Determine how many lines of the entries that follow contain "table", and respond with that number alone.
%%
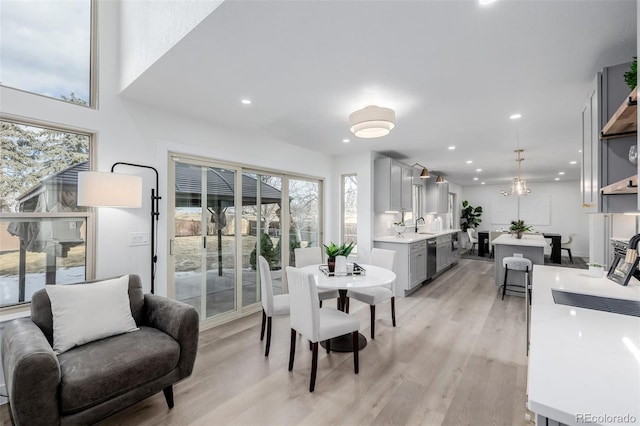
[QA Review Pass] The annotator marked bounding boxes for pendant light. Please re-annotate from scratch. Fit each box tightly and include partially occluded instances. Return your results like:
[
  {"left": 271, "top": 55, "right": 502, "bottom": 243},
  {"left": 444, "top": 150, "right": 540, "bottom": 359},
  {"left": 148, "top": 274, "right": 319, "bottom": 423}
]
[{"left": 501, "top": 149, "right": 531, "bottom": 196}]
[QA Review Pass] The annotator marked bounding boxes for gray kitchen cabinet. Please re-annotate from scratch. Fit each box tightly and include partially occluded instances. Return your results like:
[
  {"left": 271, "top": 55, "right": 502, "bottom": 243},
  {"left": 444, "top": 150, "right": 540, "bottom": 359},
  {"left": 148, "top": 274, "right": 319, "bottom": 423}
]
[
  {"left": 581, "top": 76, "right": 599, "bottom": 212},
  {"left": 581, "top": 61, "right": 637, "bottom": 213},
  {"left": 374, "top": 157, "right": 413, "bottom": 212},
  {"left": 425, "top": 178, "right": 449, "bottom": 214},
  {"left": 373, "top": 239, "right": 426, "bottom": 296},
  {"left": 410, "top": 240, "right": 427, "bottom": 288}
]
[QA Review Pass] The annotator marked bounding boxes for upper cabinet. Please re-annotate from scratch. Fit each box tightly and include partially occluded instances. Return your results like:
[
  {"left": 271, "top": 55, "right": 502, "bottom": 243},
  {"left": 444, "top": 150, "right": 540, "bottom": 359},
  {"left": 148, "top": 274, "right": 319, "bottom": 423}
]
[
  {"left": 581, "top": 61, "right": 638, "bottom": 213},
  {"left": 374, "top": 157, "right": 413, "bottom": 212},
  {"left": 425, "top": 178, "right": 449, "bottom": 214}
]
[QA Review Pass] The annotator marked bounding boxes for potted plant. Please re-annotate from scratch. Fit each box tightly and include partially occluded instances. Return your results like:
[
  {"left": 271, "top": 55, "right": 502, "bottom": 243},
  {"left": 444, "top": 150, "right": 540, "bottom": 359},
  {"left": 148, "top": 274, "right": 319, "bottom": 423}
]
[
  {"left": 393, "top": 221, "right": 406, "bottom": 236},
  {"left": 461, "top": 200, "right": 483, "bottom": 232},
  {"left": 588, "top": 262, "right": 605, "bottom": 278},
  {"left": 509, "top": 220, "right": 533, "bottom": 239},
  {"left": 324, "top": 242, "right": 341, "bottom": 272},
  {"left": 340, "top": 241, "right": 355, "bottom": 258}
]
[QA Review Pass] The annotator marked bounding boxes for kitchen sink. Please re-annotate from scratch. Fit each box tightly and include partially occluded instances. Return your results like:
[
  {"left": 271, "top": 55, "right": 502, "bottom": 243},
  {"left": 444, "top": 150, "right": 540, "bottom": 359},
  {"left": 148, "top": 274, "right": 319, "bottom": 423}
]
[{"left": 551, "top": 289, "right": 640, "bottom": 317}]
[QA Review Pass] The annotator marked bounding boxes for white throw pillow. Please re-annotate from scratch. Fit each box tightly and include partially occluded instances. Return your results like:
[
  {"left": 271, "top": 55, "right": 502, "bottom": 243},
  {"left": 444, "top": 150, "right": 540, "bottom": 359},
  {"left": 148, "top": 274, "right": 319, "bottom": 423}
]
[{"left": 46, "top": 275, "right": 139, "bottom": 354}]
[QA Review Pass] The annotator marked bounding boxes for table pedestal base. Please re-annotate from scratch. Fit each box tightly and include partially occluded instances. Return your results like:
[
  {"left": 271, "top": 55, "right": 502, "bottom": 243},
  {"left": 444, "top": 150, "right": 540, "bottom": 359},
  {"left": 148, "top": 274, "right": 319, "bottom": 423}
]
[{"left": 320, "top": 332, "right": 367, "bottom": 352}]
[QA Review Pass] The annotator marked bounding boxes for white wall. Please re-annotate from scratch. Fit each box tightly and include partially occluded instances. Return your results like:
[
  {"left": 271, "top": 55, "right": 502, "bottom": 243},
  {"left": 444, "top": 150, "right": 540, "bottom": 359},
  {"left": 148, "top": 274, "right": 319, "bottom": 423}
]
[
  {"left": 119, "top": 0, "right": 223, "bottom": 91},
  {"left": 461, "top": 180, "right": 590, "bottom": 257}
]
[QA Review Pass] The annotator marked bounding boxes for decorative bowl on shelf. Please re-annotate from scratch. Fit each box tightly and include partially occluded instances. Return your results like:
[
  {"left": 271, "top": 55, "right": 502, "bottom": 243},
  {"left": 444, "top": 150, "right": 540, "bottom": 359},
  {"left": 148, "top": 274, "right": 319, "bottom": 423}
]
[{"left": 393, "top": 224, "right": 406, "bottom": 237}]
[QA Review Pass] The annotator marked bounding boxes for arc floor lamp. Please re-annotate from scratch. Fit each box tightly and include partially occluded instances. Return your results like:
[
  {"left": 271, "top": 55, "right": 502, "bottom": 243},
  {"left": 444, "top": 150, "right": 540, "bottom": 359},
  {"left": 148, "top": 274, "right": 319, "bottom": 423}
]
[{"left": 77, "top": 162, "right": 161, "bottom": 294}]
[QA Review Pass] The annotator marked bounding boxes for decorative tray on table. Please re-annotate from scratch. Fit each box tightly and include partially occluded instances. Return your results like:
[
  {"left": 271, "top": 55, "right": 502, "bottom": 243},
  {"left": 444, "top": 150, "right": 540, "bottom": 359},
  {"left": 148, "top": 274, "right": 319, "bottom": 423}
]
[{"left": 318, "top": 262, "right": 366, "bottom": 277}]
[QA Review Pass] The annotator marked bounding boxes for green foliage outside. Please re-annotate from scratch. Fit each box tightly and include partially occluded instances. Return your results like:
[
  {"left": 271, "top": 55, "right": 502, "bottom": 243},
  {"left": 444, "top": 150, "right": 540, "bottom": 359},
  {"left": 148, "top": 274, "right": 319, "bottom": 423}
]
[
  {"left": 460, "top": 200, "right": 483, "bottom": 232},
  {"left": 250, "top": 233, "right": 277, "bottom": 270}
]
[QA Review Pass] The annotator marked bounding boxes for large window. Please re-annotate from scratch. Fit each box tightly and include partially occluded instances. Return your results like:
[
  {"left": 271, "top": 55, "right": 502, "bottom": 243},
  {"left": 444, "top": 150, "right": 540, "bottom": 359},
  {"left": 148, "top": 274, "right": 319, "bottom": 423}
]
[
  {"left": 0, "top": 0, "right": 95, "bottom": 107},
  {"left": 341, "top": 174, "right": 357, "bottom": 254},
  {"left": 0, "top": 120, "right": 93, "bottom": 309}
]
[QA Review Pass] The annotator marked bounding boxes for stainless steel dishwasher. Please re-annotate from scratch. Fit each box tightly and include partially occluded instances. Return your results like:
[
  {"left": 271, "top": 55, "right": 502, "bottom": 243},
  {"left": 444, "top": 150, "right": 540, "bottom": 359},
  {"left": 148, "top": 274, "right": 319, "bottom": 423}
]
[{"left": 426, "top": 238, "right": 437, "bottom": 280}]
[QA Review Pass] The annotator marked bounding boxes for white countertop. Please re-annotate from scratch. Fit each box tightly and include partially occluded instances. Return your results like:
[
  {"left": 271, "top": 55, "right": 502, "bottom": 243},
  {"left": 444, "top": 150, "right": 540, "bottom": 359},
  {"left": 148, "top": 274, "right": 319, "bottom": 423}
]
[
  {"left": 528, "top": 265, "right": 640, "bottom": 426},
  {"left": 373, "top": 229, "right": 461, "bottom": 244},
  {"left": 493, "top": 233, "right": 548, "bottom": 248}
]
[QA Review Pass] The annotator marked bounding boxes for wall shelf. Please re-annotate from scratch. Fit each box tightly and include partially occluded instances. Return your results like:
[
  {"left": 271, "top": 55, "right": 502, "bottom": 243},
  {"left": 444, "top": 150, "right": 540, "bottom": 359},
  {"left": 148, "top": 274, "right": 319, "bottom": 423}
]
[
  {"left": 601, "top": 87, "right": 637, "bottom": 139},
  {"left": 600, "top": 175, "right": 638, "bottom": 195}
]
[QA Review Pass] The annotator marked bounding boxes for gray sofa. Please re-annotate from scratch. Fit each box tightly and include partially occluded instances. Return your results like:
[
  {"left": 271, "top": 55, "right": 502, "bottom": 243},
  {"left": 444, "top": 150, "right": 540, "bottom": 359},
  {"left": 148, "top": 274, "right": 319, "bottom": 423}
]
[{"left": 1, "top": 275, "right": 199, "bottom": 425}]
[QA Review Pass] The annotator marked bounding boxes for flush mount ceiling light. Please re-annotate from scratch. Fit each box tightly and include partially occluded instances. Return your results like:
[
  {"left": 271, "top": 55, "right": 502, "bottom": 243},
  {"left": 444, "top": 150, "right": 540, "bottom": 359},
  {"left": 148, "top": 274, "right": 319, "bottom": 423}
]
[
  {"left": 349, "top": 105, "right": 395, "bottom": 138},
  {"left": 411, "top": 163, "right": 430, "bottom": 178},
  {"left": 500, "top": 149, "right": 531, "bottom": 196}
]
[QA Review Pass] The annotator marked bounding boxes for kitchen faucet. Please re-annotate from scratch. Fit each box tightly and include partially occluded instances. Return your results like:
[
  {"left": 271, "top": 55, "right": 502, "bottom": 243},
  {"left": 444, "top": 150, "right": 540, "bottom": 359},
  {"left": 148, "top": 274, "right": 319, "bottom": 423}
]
[{"left": 415, "top": 216, "right": 425, "bottom": 233}]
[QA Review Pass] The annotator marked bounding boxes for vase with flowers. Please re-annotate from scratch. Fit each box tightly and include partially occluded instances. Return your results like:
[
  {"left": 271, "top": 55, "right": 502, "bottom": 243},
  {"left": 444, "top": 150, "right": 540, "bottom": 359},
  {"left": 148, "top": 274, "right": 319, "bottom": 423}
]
[{"left": 509, "top": 220, "right": 533, "bottom": 239}]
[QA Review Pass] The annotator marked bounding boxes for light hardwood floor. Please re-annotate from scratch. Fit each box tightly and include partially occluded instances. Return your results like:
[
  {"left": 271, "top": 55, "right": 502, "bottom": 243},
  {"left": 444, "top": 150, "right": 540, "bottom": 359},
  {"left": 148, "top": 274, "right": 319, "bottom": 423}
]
[{"left": 1, "top": 259, "right": 532, "bottom": 426}]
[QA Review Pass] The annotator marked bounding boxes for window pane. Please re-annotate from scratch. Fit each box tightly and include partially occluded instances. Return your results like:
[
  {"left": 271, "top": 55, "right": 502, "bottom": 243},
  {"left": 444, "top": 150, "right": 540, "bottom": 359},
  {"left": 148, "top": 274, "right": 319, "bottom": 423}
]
[
  {"left": 0, "top": 120, "right": 91, "bottom": 308},
  {"left": 1, "top": 216, "right": 87, "bottom": 307},
  {"left": 0, "top": 0, "right": 92, "bottom": 105},
  {"left": 342, "top": 174, "right": 357, "bottom": 253},
  {"left": 288, "top": 179, "right": 320, "bottom": 266}
]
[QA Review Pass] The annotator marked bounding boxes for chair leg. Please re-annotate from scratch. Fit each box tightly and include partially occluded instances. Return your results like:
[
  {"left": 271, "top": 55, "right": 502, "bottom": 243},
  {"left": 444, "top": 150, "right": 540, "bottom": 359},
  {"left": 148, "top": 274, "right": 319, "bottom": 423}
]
[
  {"left": 345, "top": 297, "right": 350, "bottom": 313},
  {"left": 163, "top": 385, "right": 174, "bottom": 409},
  {"left": 264, "top": 316, "right": 272, "bottom": 357},
  {"left": 337, "top": 297, "right": 341, "bottom": 310},
  {"left": 568, "top": 249, "right": 573, "bottom": 264},
  {"left": 326, "top": 339, "right": 331, "bottom": 354},
  {"left": 310, "top": 342, "right": 318, "bottom": 392},
  {"left": 352, "top": 331, "right": 359, "bottom": 374},
  {"left": 370, "top": 305, "right": 376, "bottom": 339},
  {"left": 319, "top": 300, "right": 323, "bottom": 308},
  {"left": 391, "top": 297, "right": 396, "bottom": 327},
  {"left": 502, "top": 266, "right": 508, "bottom": 300},
  {"left": 288, "top": 329, "right": 296, "bottom": 371},
  {"left": 260, "top": 309, "right": 266, "bottom": 341}
]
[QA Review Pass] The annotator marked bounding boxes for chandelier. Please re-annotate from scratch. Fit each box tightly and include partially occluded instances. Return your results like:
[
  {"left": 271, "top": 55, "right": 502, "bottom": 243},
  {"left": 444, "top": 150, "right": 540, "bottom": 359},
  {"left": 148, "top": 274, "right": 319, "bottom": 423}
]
[{"left": 501, "top": 149, "right": 531, "bottom": 196}]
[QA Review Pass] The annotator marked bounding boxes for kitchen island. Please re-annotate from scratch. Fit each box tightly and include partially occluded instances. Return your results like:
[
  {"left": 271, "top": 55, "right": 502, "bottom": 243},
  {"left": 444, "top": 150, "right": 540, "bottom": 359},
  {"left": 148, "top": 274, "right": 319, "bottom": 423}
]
[
  {"left": 529, "top": 265, "right": 640, "bottom": 426},
  {"left": 493, "top": 233, "right": 548, "bottom": 295},
  {"left": 374, "top": 229, "right": 461, "bottom": 296}
]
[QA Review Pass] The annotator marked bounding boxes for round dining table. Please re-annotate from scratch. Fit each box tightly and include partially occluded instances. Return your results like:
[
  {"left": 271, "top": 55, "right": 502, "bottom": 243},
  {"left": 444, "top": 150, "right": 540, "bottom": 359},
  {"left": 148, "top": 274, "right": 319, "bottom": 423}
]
[{"left": 299, "top": 263, "right": 396, "bottom": 351}]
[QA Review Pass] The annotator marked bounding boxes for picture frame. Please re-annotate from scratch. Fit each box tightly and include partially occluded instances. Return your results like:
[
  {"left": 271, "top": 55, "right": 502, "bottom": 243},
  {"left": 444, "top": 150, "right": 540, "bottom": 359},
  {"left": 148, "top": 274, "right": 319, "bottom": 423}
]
[{"left": 607, "top": 249, "right": 640, "bottom": 286}]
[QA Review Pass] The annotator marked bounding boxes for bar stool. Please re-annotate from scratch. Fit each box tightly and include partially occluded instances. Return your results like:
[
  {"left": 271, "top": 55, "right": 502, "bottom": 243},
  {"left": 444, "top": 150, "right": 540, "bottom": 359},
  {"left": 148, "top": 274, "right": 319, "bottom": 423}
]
[{"left": 501, "top": 256, "right": 532, "bottom": 301}]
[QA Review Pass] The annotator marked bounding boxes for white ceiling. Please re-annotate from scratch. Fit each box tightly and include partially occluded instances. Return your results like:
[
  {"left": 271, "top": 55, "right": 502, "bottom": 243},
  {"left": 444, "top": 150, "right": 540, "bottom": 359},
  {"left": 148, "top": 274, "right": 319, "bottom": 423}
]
[{"left": 121, "top": 0, "right": 637, "bottom": 186}]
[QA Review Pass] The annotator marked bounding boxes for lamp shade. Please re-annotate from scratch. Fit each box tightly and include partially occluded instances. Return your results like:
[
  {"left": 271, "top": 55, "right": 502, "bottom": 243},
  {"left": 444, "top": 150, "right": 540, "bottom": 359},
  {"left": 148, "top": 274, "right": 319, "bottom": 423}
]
[
  {"left": 420, "top": 168, "right": 430, "bottom": 178},
  {"left": 435, "top": 175, "right": 445, "bottom": 183},
  {"left": 349, "top": 105, "right": 395, "bottom": 138},
  {"left": 77, "top": 171, "right": 143, "bottom": 208}
]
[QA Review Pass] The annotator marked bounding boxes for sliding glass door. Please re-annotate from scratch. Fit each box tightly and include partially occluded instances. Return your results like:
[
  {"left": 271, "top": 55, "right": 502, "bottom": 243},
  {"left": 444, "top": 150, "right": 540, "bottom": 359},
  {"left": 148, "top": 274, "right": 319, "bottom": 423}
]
[
  {"left": 172, "top": 160, "right": 239, "bottom": 321},
  {"left": 169, "top": 154, "right": 323, "bottom": 325}
]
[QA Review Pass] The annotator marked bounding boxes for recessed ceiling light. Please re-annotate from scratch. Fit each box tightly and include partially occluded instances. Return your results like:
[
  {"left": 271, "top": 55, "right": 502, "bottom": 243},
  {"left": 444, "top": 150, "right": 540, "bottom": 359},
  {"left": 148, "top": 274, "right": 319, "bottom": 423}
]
[
  {"left": 509, "top": 113, "right": 522, "bottom": 120},
  {"left": 479, "top": 0, "right": 497, "bottom": 5},
  {"left": 481, "top": 182, "right": 486, "bottom": 185},
  {"left": 466, "top": 160, "right": 473, "bottom": 164},
  {"left": 448, "top": 146, "right": 456, "bottom": 150},
  {"left": 555, "top": 177, "right": 560, "bottom": 181},
  {"left": 476, "top": 168, "right": 482, "bottom": 172},
  {"left": 578, "top": 149, "right": 582, "bottom": 153},
  {"left": 558, "top": 171, "right": 565, "bottom": 175},
  {"left": 343, "top": 138, "right": 350, "bottom": 143},
  {"left": 241, "top": 99, "right": 252, "bottom": 105},
  {"left": 473, "top": 177, "right": 479, "bottom": 181},
  {"left": 569, "top": 161, "right": 577, "bottom": 165}
]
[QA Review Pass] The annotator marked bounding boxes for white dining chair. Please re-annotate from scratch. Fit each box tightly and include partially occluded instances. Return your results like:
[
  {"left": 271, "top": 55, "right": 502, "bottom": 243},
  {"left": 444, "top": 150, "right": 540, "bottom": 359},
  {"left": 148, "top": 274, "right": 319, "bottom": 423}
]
[
  {"left": 259, "top": 256, "right": 290, "bottom": 357},
  {"left": 346, "top": 248, "right": 396, "bottom": 339},
  {"left": 285, "top": 266, "right": 360, "bottom": 392},
  {"left": 489, "top": 231, "right": 506, "bottom": 258},
  {"left": 467, "top": 228, "right": 478, "bottom": 254},
  {"left": 561, "top": 234, "right": 577, "bottom": 264},
  {"left": 294, "top": 246, "right": 339, "bottom": 306}
]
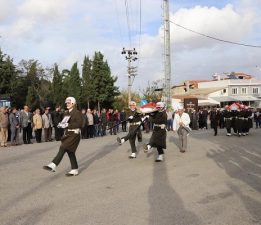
%%
EXPECTED ANSWER
3